-------- INPUT FOR THIS TASK

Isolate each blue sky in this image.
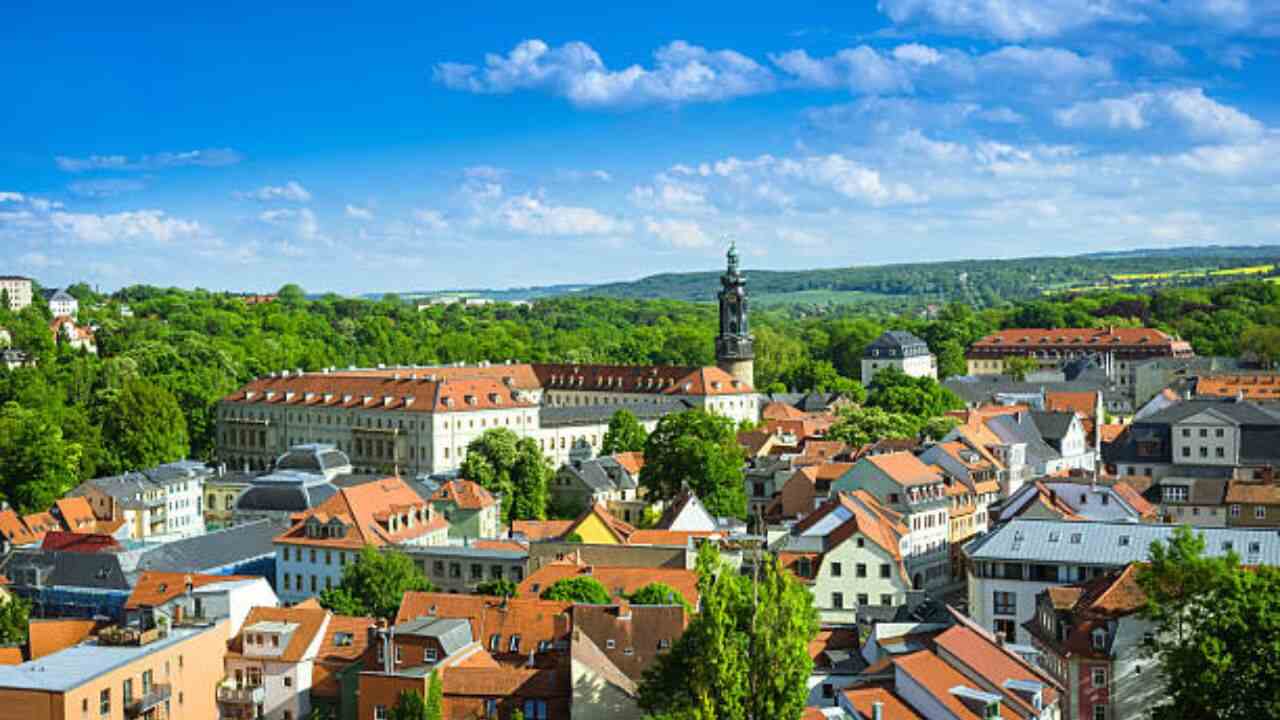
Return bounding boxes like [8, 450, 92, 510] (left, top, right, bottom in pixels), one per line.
[0, 0, 1280, 292]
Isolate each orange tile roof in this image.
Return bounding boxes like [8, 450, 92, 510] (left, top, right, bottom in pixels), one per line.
[27, 618, 99, 660]
[275, 478, 449, 550]
[893, 650, 1019, 720]
[627, 530, 721, 547]
[1224, 480, 1280, 505]
[1098, 423, 1128, 442]
[520, 556, 699, 607]
[845, 685, 924, 720]
[431, 480, 498, 510]
[972, 327, 1178, 350]
[933, 624, 1059, 712]
[0, 510, 40, 544]
[511, 520, 573, 542]
[311, 615, 378, 697]
[532, 363, 754, 395]
[864, 452, 942, 487]
[1196, 374, 1280, 400]
[612, 450, 644, 478]
[124, 570, 257, 610]
[54, 497, 97, 533]
[223, 370, 536, 413]
[396, 592, 573, 653]
[229, 606, 330, 662]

----------------

YOUR GOAL:
Can you write out every row above again, requests included, with each bounding box coordinate in the answers multiplied by 2.6 and rounded to a whole number (halves rounded up), and with the pictures left out?

EXERCISE SOLUTION:
Isolate each blue sky in this image.
Return bounding boxes like [8, 450, 92, 510] (left, top, right, bottom in pixels), one per line.
[0, 0, 3328, 759]
Isolate each orange tile roof in this image.
Return bounding boxes like [8, 450, 92, 510] (left, top, right, bottom in pixels), one per line.
[70, 1607, 257, 1716]
[715, 1243, 1167, 1430]
[2322, 1690, 2649, 1872]
[1630, 1378, 1875, 1422]
[3182, 1248, 3328, 1313]
[2855, 1100, 2933, 1149]
[1352, 1446, 1817, 1578]
[2197, 1781, 2402, 1872]
[1121, 1248, 1295, 1326]
[2527, 850, 3063, 910]
[2426, 1622, 2753, 1851]
[0, 1326, 104, 1414]
[1329, 1352, 1490, 1409]
[809, 1599, 983, 1812]
[1383, 944, 1960, 1027]
[2246, 1175, 2449, 1266]
[3110, 972, 3328, 1040]
[1591, 1170, 1674, 1243]
[322, 1482, 668, 1586]
[140, 1292, 252, 1386]
[580, 962, 1394, 1074]
[1030, 1539, 1490, 1698]
[595, 1576, 858, 1721]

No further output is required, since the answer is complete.